### Text
-- Start --

I've just spent the last two emails doing exactly that.
The actual value, as in "this CPU just did a memory
transaction of a 32 bit data value".

> BTW could you please propose how will you see such
> "32 bit transaction, value 0x04030201, address $whatever".
> on ARM LE CPU in mmio.data?

That is exactly the problem we're discussing in this thread.
Indeed, I proposed an answer to it, which is that the mmio.data
array should be in host kernel byte order, in which case it
would be (for an LE host kernel) 0x01 in mmio.data[0] and so
on up.

> If it would be {0x01, 0x02, 0x03, 0x4} it is fine with
> me. That is current case ARM LE case when above
> snippets would be executed by guest.
>
> Would we  agree that the same arrangement would be
> true for all other cases on ARM regardless of all other
> endianities of qemu, KVM host, guest, hypervisor, etc?

No; under my proposal, for a big-endian host kernel (and
thus big-endian QEMU) the order would be
mmio.data[0] = 0x04, etc. (This wouldn't change based
on the guest kernel endianness or whether it happened
to have set the E bit temporarily.)

Defining that mmio.data[] is always little-endian would
be a valid definition of an API if we were doing it from
scratch. It has the unfortunate property that it would
completely break the existing PPC BE setups, which
don't define it that way, so it is a non-starter.

Defining it as being always guest-order would mean that
userspace had to continually look at the guest CPU
endianness bit, which is annoying and awkward.

Defining it as always host-endian order is the most
reasonable option available. It also happens to work
for the current QEMU code, which is nice.

-- End --

Dataset rows
-- Start --

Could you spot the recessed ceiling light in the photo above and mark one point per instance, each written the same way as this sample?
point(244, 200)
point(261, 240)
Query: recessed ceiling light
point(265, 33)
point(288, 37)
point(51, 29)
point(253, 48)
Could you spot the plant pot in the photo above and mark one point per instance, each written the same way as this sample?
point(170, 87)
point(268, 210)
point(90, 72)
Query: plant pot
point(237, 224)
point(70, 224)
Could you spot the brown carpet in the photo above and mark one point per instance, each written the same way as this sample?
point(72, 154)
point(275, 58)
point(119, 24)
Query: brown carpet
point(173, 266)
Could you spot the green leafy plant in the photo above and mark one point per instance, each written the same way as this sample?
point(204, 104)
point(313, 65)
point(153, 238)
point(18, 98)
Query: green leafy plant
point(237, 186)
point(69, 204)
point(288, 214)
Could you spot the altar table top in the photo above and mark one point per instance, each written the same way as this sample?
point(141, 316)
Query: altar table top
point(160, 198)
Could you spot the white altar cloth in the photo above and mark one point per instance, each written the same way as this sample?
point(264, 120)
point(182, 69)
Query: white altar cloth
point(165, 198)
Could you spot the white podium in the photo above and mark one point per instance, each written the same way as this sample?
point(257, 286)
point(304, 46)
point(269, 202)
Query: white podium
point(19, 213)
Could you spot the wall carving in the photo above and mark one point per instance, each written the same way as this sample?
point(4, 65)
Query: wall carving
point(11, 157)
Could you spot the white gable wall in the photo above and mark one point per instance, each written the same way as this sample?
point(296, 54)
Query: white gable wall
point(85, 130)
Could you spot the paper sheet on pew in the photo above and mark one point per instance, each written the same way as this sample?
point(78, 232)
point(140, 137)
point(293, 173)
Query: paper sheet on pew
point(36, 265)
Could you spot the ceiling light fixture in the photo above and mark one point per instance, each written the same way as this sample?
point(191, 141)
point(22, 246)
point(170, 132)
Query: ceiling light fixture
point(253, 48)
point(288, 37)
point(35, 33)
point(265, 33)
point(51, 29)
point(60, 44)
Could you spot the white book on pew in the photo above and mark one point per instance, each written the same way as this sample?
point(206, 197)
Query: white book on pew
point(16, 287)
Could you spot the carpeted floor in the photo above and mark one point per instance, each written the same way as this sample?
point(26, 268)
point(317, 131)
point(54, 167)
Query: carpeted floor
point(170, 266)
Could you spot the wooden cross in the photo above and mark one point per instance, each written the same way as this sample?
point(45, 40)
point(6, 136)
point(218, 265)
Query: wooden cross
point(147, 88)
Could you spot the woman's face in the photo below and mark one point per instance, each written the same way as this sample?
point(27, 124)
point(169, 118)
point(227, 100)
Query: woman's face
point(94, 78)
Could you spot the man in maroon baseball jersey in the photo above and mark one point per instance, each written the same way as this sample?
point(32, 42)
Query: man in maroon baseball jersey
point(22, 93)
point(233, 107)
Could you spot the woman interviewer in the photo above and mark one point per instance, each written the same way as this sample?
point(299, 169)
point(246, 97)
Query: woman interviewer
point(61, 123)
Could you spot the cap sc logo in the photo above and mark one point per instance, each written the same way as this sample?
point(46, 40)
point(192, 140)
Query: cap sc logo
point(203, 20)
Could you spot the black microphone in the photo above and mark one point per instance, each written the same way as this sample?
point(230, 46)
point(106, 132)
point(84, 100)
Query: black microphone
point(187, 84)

-- End --

### Aim A
In the mmio.data email, for a big-endian host kernel, what value does the proposal put in mmio.data[0]?
### Aim B
List every byte-order definition for mmio.data[] that the mmio.data email weighs.
### Aim C
According to the mmio.data email, why is defining mmio.data[] as always little-endian rejected?

### Exercise solution A
0x04

### Exercise solution B
- Always little-endian
- Always guest-order
- Always host-endian order

### Exercise solution C
It would completely break the existing PPC BE setups, which don't define it that way. That makes it a non-starter, even though it would be a valid API definition if the API were being designed from scratch.